* PROBLEM DETAILS: Start at the line containing "Please drop a marker on the child's chin" and transcribe every line exactly through the end of the records below, and only those lines.

* PROVIDED INFORMATION:

----

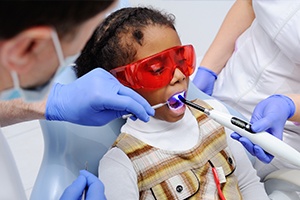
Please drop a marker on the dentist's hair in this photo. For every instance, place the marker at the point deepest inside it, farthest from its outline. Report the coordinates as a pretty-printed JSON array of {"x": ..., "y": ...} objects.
[
  {"x": 65, "y": 16},
  {"x": 114, "y": 42}
]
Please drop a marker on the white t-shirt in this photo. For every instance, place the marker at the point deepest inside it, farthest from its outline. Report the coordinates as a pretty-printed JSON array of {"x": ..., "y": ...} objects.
[{"x": 169, "y": 136}]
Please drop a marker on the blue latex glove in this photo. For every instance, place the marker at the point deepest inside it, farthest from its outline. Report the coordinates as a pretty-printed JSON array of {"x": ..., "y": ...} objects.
[
  {"x": 95, "y": 99},
  {"x": 269, "y": 115},
  {"x": 205, "y": 80},
  {"x": 85, "y": 182}
]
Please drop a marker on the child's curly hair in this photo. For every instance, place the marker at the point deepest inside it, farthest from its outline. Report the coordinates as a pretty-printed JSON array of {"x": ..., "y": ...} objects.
[{"x": 114, "y": 42}]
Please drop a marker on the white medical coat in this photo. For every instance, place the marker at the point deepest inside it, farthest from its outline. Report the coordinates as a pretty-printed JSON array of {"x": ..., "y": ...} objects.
[{"x": 266, "y": 61}]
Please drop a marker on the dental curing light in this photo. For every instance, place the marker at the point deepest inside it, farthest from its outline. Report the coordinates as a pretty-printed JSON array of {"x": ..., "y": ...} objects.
[
  {"x": 265, "y": 140},
  {"x": 154, "y": 107}
]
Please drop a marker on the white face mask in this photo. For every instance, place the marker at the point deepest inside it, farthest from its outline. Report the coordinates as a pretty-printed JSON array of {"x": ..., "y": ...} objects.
[{"x": 40, "y": 92}]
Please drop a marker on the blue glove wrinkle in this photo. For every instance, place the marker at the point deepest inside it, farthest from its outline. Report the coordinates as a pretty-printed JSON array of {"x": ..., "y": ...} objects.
[
  {"x": 205, "y": 80},
  {"x": 95, "y": 99},
  {"x": 262, "y": 155},
  {"x": 288, "y": 101},
  {"x": 75, "y": 190},
  {"x": 95, "y": 186}
]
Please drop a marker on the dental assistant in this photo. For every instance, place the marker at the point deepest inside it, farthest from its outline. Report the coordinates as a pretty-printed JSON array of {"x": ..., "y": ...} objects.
[
  {"x": 253, "y": 65},
  {"x": 36, "y": 37}
]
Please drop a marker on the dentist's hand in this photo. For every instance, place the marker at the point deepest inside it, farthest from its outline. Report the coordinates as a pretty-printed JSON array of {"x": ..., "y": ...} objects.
[
  {"x": 85, "y": 181},
  {"x": 205, "y": 80},
  {"x": 269, "y": 115},
  {"x": 95, "y": 99}
]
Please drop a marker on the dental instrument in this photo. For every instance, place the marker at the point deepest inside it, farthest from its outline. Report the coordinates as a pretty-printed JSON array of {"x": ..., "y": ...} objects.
[
  {"x": 154, "y": 107},
  {"x": 265, "y": 140}
]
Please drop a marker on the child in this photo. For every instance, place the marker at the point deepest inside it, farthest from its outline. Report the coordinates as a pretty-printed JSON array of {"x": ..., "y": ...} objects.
[{"x": 175, "y": 155}]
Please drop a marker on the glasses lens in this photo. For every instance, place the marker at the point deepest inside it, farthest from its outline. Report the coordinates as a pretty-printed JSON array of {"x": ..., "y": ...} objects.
[{"x": 157, "y": 71}]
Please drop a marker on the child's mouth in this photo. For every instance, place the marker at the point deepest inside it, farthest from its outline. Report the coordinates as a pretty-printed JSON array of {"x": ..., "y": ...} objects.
[{"x": 174, "y": 103}]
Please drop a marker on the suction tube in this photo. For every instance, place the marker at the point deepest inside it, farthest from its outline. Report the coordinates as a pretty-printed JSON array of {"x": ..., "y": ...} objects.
[{"x": 265, "y": 140}]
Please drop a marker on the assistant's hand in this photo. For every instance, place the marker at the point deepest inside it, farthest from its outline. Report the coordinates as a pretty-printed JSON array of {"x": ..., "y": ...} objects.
[
  {"x": 205, "y": 80},
  {"x": 269, "y": 115},
  {"x": 95, "y": 99},
  {"x": 94, "y": 188}
]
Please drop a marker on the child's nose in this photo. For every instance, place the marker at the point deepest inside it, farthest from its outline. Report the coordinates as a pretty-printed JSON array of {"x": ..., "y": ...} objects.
[{"x": 178, "y": 76}]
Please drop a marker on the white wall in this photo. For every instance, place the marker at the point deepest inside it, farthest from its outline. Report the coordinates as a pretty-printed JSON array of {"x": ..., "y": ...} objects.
[{"x": 197, "y": 21}]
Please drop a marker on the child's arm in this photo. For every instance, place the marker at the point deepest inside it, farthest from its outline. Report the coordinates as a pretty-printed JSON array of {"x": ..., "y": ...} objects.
[{"x": 118, "y": 176}]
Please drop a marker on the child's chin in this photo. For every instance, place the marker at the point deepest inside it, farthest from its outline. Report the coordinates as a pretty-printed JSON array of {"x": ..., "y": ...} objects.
[{"x": 178, "y": 110}]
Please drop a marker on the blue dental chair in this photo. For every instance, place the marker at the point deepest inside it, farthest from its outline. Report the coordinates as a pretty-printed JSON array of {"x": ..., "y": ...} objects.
[{"x": 69, "y": 148}]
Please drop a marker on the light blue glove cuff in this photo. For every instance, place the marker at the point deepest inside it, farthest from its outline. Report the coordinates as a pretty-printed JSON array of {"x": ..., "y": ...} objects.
[
  {"x": 209, "y": 71},
  {"x": 289, "y": 102}
]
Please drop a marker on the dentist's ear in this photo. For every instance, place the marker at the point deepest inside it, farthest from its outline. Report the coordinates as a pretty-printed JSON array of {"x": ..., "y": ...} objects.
[{"x": 20, "y": 52}]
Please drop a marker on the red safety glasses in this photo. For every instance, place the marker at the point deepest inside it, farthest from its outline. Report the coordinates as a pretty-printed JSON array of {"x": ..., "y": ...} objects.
[{"x": 157, "y": 70}]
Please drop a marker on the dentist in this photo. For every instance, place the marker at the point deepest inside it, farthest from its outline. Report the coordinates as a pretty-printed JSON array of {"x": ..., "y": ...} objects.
[{"x": 36, "y": 37}]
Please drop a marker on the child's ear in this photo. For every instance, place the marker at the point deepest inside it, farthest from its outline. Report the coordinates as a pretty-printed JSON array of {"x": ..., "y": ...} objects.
[{"x": 20, "y": 52}]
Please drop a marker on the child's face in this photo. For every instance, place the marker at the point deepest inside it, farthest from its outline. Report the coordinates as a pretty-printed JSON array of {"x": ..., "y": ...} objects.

----

* FINISHED TASK:
Please drop a marker on the child's chin in this photo. For every instance, place the marker at the point deepest inside it, farthest from its outline. Report the coordinates as a pretty-printed JSON array of {"x": ..., "y": ...} objects.
[{"x": 178, "y": 110}]
Please drop a marker on the blue dental chair in this photo. For every instance, place the marker at the point deepest inside it, farthest from its outline. Report the coordinates as a pretty-printed JSON array of {"x": ..., "y": ...} objects.
[{"x": 69, "y": 148}]
Please drop a marker on the light blue glove cuff in this photo. For every instance, place the marker at the point deepest inside it, farthest from its outline. Report the coordinates as a pretty-printed JSON array of {"x": ..., "y": ...} objects.
[
  {"x": 209, "y": 71},
  {"x": 289, "y": 102}
]
Please drop a marker on the dentist's ear in this photo. For every instance, place the marker at the point deepest inside it, farthest from its outline. Report the coordinates as a pretty-printed JSON array of {"x": ..., "y": ...} objects.
[{"x": 20, "y": 52}]
Please drop a marker on the red safety glasses in this photo. For every instance, place the marker at the point deepest inside it, farthest from its outline. Report the coordinates as a pretty-printed JSON array of {"x": ..., "y": ...} objects.
[{"x": 157, "y": 70}]
Please drop a marker on the dentist in this photo. For every instance, place the marker at the point deepest inside it, farthest from its outline. Report the coordinates as a pretty-printed JSON array of {"x": ..., "y": ...} objects.
[{"x": 36, "y": 37}]
Please drop a marker on the child's ear in this photo. For every instance, place the marker at the point deepest inside it, farthest from its outline. Report the coordinates as a pretty-printed JSON array of {"x": ..., "y": ...} objects.
[{"x": 20, "y": 52}]
Please drop a marker on the child's face in this photo. For every instance, place the marker at the point deepest inside it, farthest from its outline. Report the coordinates as a pretty-printed JSON array of {"x": ..., "y": ...} objects.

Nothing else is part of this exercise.